*What you are asked to do*. Search through the entries for the word "covered" and copy every line that has it.

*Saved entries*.
· · · · ·

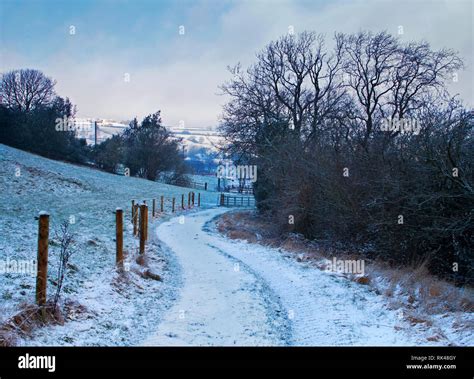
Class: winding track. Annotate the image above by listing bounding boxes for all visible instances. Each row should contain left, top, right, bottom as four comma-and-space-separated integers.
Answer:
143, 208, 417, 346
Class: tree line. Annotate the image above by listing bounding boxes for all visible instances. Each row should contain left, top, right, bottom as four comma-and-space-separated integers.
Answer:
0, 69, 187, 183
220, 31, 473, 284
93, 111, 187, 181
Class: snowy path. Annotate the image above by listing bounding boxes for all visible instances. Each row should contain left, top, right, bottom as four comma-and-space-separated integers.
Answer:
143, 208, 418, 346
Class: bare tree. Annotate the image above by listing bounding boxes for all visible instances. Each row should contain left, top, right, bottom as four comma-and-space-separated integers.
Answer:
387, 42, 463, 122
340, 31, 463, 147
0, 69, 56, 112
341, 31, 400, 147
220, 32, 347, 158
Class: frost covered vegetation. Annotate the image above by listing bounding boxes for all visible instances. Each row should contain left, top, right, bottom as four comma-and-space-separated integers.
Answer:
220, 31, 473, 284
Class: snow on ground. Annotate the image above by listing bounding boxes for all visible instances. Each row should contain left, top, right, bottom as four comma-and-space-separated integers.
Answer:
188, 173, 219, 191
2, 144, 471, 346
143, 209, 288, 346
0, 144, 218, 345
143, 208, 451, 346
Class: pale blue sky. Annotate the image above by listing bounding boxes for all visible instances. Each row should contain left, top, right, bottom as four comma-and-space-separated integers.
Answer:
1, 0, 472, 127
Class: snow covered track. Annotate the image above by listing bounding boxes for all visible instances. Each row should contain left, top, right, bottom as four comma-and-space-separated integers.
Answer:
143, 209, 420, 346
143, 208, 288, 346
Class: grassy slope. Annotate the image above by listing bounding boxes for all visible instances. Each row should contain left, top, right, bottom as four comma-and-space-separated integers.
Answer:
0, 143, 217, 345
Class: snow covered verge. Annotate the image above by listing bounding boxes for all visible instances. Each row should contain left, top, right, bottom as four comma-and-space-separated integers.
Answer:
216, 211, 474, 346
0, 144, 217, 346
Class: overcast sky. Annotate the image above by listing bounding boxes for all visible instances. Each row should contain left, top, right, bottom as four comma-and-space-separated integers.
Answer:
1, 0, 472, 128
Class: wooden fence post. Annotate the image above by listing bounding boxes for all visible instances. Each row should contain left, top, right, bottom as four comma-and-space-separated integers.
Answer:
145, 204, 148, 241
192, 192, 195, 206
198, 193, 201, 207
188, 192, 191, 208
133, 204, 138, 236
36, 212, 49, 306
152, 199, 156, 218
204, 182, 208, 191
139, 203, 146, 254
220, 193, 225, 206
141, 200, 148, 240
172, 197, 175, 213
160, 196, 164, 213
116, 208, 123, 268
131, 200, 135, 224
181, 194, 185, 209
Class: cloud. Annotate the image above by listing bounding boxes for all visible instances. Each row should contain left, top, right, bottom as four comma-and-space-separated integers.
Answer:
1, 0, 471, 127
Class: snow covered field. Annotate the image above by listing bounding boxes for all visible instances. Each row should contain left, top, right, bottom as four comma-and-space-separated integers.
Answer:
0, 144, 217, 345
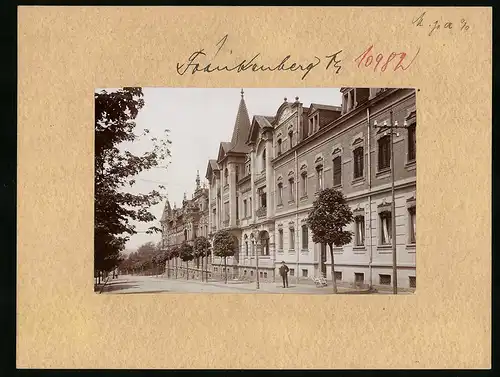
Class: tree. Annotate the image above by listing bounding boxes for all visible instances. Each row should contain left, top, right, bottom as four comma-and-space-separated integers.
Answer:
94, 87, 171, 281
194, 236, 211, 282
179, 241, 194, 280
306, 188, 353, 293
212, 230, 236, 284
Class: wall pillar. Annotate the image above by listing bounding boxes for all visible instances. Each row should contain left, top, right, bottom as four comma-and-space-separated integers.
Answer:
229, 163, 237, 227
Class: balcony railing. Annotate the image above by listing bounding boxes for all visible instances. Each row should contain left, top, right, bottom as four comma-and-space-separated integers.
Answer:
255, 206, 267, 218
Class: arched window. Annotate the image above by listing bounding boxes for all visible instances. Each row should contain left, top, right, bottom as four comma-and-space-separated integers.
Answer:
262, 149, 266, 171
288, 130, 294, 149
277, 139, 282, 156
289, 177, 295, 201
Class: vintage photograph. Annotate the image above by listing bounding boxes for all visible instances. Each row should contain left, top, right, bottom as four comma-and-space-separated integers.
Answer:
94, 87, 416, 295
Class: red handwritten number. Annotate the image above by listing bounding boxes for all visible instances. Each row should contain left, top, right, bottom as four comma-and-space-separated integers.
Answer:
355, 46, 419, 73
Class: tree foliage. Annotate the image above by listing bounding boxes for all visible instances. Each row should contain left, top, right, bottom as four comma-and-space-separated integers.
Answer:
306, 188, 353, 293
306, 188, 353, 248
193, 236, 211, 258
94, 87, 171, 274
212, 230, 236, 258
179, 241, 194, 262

· · · · ·

*Answer to the exercise*.
Class: frost covered vegetation. Annotate the image above by listing bounding boxes for all visible instances. Each row should contain left, top, right, bottom as four comma-and-space-separated integers.
Class: snow covered track. Annotate the image above by listing bounding boxes for all visible instances. Each row should contain left, top, right, bottom as four comma-and-space-separated integers.
Class: snow covered verge. Annotate the image above by listing bounding boxes for all visible instances. Each row should contain left, top, right, bottom as four comma-and-space-separated integers.
Class: snow covered field. Annotate the image above by listing bounding boxes for all visible instances. Each row should contain left, top, right, bottom as four comma-and-space-separated integers.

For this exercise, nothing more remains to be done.